*Reading text:*
%%

Scientific studies have proven that laughter produces hormones that reduce our stress. Therefore, it only makes sense that our employees will benefit by having some fun during the workday.
How do we create a workplace that includes non-problematic humor?
How then do we create a workplace that includes humor, without opening the door to lawsuits?
By setting a good example and implementing a positive work culture, we can protect the company and create a fun work environment at the same time.
Think before you speak:
You may have a comfort level with a good friend which allows you to kid around about personal things. Those same subjects, when overheard by others, might be considered offensive.
It’s important to consider the audience whenever jokes are made. Workplace jokes should never target protected classes, because most workplaces contain individuals in every protected class, making the company vulnerable to a lawsuit.
Only use positive humor:
Humor that makes fun of someone, is belittling, or makes someone feel foolish, doesn’t belong in the workplace.
Even if it’s meant in good fun, when it’s replayed in a lawsuit, it becomes hard to defend. The words, standing all on their own, can often appear to be very close to harassment or a hostile work environment.
Remember that today’s workplace is diverse:
When our workplace contains multiple cultures, five generations, two genders, a variety of religions, and complex blends of family and home lives, we no longer have a homogenous workforce.
This means that a joke does not hit any two people in the same way.
Don’t joke in writing:
Remember that written communication in an email doesn’t contain inflection, and the reader cannot see your face or read your body language. You might be saying something in jest, in an attempt to be funny, but the email’s recipient might not know that.
Your written words will take on a life of their own, and they cannot be taken back.
Avoid problematic topics:
Christopher LeGrow, professor at Marshall University, studied humor in the workplace. He found that:
- More than 70% of jokes were targeted at subjects such as co-workers’ age, weight or sexual orientation
- 40% of those he surveyed said they themselves had made fun of their co-workers’ ages or weight.
These topics, of course, can easily stray across the lines of protected classes.
If you are a supervisor or business owner, you have a duty to stop inappropriate humor when it starts. Let employees know what types of humor and jokes are acceptable in the office, and which are not.

%%

*Listed records:*
%%

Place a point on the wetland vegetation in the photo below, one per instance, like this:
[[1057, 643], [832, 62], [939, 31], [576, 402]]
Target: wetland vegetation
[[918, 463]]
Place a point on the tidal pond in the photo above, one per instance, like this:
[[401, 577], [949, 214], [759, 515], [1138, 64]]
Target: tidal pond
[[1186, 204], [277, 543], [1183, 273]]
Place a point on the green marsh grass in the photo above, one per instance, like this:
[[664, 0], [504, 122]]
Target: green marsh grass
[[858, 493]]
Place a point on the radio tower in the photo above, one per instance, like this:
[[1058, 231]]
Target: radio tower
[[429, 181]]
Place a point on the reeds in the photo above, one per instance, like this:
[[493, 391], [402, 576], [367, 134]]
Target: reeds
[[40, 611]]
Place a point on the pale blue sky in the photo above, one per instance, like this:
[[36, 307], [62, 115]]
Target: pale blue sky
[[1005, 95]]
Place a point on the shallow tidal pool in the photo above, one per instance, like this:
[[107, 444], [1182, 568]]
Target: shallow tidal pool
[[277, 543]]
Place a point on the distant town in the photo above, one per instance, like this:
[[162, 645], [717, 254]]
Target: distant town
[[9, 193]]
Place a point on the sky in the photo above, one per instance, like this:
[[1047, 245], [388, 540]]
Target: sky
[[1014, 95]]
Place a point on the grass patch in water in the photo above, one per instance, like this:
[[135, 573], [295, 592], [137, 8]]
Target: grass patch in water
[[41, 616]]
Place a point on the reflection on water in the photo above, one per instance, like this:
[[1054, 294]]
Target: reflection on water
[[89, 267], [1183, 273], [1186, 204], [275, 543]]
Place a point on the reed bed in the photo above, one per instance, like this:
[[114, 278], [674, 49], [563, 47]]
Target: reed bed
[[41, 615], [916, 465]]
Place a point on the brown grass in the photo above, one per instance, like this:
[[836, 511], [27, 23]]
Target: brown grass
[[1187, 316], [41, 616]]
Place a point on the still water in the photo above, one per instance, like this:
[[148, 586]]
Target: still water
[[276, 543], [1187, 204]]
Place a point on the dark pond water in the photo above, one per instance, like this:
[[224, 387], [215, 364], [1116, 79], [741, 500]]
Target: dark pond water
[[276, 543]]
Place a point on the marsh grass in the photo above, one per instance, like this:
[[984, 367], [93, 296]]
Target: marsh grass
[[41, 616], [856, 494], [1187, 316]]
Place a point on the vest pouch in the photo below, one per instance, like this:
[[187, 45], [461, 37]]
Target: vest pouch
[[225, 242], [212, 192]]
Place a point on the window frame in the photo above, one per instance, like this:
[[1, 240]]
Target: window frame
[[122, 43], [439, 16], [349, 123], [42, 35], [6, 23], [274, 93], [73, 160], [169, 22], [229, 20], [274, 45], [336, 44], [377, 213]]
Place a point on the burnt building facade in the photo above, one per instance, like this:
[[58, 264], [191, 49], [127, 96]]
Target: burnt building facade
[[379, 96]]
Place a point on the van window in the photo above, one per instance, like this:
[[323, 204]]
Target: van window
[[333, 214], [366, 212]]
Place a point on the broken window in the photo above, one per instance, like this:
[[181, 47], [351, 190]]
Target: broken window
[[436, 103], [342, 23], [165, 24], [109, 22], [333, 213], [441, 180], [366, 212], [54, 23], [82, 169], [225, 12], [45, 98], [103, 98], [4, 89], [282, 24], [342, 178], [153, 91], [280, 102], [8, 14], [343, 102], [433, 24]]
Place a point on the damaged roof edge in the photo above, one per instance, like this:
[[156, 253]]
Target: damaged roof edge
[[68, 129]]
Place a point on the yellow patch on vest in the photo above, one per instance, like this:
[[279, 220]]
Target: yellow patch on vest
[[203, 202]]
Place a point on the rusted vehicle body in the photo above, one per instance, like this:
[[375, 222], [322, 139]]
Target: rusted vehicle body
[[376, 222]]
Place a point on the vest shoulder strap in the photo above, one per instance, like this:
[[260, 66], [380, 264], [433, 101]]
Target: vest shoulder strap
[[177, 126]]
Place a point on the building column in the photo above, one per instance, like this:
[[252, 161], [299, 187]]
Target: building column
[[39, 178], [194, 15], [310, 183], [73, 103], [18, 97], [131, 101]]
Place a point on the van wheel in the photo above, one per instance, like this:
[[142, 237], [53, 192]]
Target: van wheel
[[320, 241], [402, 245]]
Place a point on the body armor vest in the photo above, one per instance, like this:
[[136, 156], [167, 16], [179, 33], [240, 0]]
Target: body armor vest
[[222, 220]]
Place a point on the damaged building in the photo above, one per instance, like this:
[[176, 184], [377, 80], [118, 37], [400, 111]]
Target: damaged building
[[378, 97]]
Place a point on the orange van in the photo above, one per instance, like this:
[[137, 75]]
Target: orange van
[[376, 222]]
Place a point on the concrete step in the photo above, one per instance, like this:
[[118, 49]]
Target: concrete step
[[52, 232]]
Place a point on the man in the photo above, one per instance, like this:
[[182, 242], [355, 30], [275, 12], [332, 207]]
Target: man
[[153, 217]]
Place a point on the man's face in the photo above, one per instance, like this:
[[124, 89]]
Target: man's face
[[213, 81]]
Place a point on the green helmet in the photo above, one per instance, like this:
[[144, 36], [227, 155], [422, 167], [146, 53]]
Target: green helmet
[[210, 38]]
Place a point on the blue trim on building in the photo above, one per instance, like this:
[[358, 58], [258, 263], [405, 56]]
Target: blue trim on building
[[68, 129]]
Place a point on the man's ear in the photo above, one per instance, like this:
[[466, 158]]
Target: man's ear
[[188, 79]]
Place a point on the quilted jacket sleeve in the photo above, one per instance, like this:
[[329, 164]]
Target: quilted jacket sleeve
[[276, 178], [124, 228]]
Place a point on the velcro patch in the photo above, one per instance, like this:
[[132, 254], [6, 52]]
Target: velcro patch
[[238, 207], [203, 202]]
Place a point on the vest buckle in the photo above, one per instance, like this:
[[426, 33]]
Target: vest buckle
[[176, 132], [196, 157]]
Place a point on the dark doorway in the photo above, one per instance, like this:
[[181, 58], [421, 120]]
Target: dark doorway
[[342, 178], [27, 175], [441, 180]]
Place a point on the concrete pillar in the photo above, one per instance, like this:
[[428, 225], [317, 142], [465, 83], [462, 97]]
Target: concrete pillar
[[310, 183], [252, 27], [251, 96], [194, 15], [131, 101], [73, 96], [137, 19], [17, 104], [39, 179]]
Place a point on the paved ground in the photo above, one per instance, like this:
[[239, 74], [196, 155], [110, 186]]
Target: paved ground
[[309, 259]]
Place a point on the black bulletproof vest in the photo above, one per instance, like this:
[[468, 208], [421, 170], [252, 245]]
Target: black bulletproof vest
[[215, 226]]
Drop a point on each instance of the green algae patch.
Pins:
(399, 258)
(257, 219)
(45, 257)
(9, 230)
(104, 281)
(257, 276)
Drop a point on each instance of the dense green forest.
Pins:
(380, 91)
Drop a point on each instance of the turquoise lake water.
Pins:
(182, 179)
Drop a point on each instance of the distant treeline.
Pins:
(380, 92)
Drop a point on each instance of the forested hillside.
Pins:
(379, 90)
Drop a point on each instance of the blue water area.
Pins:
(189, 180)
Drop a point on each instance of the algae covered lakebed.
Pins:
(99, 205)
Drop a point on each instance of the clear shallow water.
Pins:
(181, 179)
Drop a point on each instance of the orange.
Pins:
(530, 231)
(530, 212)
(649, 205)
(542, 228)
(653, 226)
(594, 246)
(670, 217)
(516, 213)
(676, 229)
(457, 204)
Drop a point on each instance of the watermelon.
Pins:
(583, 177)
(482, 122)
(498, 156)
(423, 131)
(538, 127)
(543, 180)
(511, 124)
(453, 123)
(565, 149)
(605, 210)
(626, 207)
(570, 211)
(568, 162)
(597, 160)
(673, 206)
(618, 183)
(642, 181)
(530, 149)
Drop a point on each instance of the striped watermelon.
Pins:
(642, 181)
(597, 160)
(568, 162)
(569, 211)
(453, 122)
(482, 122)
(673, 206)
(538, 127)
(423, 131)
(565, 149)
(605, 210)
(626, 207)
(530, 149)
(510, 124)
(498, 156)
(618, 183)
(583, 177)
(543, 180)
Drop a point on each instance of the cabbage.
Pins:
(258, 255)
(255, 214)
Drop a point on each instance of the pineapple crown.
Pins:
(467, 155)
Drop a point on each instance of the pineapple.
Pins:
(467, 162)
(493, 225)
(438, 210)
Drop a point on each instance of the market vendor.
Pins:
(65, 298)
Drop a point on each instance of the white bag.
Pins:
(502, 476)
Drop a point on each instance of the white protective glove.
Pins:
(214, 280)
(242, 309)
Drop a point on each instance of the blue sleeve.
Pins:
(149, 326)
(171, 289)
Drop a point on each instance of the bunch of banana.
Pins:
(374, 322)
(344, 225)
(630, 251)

%%

Name every section heading in the text on workplace humor, meaning each short line that ends with a colon and introduces advice. The listing is separate from the text on workplace humor.

- Think before you speak
- Only use positive humor
- Remember that today’s workplace is diverse
- Don’t joke in writing
- Avoid problematic topics